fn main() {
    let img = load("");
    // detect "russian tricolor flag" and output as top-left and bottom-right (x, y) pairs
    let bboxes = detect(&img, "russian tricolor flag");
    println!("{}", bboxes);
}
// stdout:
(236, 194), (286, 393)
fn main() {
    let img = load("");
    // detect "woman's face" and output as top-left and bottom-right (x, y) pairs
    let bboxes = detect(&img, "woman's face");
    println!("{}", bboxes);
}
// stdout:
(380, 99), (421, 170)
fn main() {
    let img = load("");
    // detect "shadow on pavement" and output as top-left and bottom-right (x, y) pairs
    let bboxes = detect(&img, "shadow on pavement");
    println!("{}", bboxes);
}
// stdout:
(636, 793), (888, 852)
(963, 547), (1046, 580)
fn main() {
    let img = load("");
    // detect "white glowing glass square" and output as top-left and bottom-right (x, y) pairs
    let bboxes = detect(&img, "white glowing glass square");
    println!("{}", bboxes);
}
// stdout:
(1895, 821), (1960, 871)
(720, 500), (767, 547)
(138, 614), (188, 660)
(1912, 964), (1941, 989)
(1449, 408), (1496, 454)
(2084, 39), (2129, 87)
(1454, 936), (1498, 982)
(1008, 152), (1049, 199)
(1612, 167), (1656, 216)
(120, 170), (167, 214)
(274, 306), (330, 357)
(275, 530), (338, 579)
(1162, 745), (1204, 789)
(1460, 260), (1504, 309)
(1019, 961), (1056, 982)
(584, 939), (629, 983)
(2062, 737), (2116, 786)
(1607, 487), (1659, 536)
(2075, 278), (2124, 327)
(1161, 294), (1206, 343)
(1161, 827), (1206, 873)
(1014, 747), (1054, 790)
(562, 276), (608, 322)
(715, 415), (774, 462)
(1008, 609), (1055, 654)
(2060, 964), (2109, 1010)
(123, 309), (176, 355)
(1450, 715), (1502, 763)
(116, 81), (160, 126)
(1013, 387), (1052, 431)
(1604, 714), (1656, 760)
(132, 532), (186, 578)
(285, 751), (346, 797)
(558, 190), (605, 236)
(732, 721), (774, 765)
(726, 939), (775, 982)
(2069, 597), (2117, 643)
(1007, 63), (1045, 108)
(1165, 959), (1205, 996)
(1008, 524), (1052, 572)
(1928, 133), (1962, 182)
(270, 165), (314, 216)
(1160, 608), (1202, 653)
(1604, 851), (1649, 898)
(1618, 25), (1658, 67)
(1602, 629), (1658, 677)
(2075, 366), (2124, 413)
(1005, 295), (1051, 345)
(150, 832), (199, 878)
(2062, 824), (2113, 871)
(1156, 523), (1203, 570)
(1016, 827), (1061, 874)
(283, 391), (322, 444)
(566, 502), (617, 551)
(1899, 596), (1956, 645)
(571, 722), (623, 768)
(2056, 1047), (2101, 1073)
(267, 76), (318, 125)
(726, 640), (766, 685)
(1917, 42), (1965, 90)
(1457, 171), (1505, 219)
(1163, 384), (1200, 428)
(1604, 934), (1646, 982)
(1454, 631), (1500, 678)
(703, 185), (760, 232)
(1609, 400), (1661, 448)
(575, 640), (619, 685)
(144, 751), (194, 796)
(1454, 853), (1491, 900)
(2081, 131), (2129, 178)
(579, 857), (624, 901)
-*-*-
REQUIRED ACTION →
Please take the whole listing and write it out exactly.

TASK SOLUTION →
fn main() {
    let img = load("");
    // detect "russian tricolor flag" and output as top-left and bottom-right (x, y) pairs
    let bboxes = detect(&img, "russian tricolor flag");
    println!("{}", bboxes);
}
// stdout:
(236, 194), (286, 393)
fn main() {
    let img = load("");
    // detect "woman's face" and output as top-left and bottom-right (x, y) pairs
    let bboxes = detect(&img, "woman's face");
    println!("{}", bboxes);
}
// stdout:
(380, 99), (421, 170)
fn main() {
    let img = load("");
    // detect "shadow on pavement" and output as top-left and bottom-right (x, y) pairs
    let bboxes = detect(&img, "shadow on pavement");
    println!("{}", bboxes);
}
// stdout:
(636, 793), (888, 852)
(963, 547), (1046, 580)
fn main() {
    let img = load("");
    // detect "white glowing glass square" and output as top-left and bottom-right (x, y) pairs
    let bboxes = detect(&img, "white glowing glass square");
    println!("{}", bboxes);
}
// stdout:
(1895, 821), (1960, 871)
(720, 500), (767, 547)
(138, 614), (188, 660)
(1912, 964), (1941, 989)
(1449, 408), (1496, 454)
(2084, 39), (2129, 87)
(1454, 936), (1498, 982)
(1008, 152), (1049, 199)
(1612, 167), (1656, 216)
(120, 170), (167, 214)
(274, 306), (330, 357)
(275, 530), (338, 579)
(1162, 745), (1204, 789)
(1460, 260), (1504, 309)
(1019, 961), (1056, 982)
(584, 939), (629, 983)
(2062, 737), (2116, 786)
(1607, 487), (1659, 536)
(2075, 278), (2124, 327)
(1161, 294), (1206, 343)
(1161, 827), (1206, 873)
(1014, 747), (1054, 790)
(562, 276), (608, 322)
(715, 415), (774, 462)
(1008, 609), (1055, 654)
(2060, 964), (2109, 1010)
(123, 309), (176, 355)
(1450, 715), (1502, 763)
(116, 81), (160, 126)
(1013, 387), (1052, 431)
(1604, 714), (1656, 760)
(132, 532), (186, 578)
(285, 751), (346, 797)
(558, 190), (605, 236)
(732, 721), (774, 765)
(726, 939), (775, 982)
(2069, 597), (2117, 643)
(1007, 63), (1045, 108)
(1165, 959), (1205, 996)
(1008, 524), (1052, 572)
(1928, 133), (1962, 182)
(270, 165), (314, 216)
(1160, 608), (1202, 653)
(1604, 851), (1649, 898)
(1618, 25), (1658, 67)
(1602, 629), (1658, 677)
(2075, 366), (2124, 413)
(1005, 295), (1051, 345)
(150, 832), (199, 878)
(2062, 824), (2113, 871)
(1156, 523), (1203, 570)
(1016, 827), (1061, 874)
(283, 391), (322, 444)
(566, 502), (617, 551)
(1899, 596), (1956, 645)
(571, 722), (623, 768)
(2056, 1047), (2101, 1073)
(267, 76), (318, 125)
(726, 640), (766, 685)
(1917, 42), (1965, 90)
(1457, 171), (1505, 219)
(1163, 384), (1200, 428)
(1604, 934), (1646, 982)
(1454, 631), (1500, 678)
(703, 185), (760, 232)
(1609, 400), (1661, 448)
(575, 640), (619, 685)
(144, 751), (194, 796)
(1454, 853), (1491, 900)
(2081, 131), (2129, 178)
(579, 857), (624, 901)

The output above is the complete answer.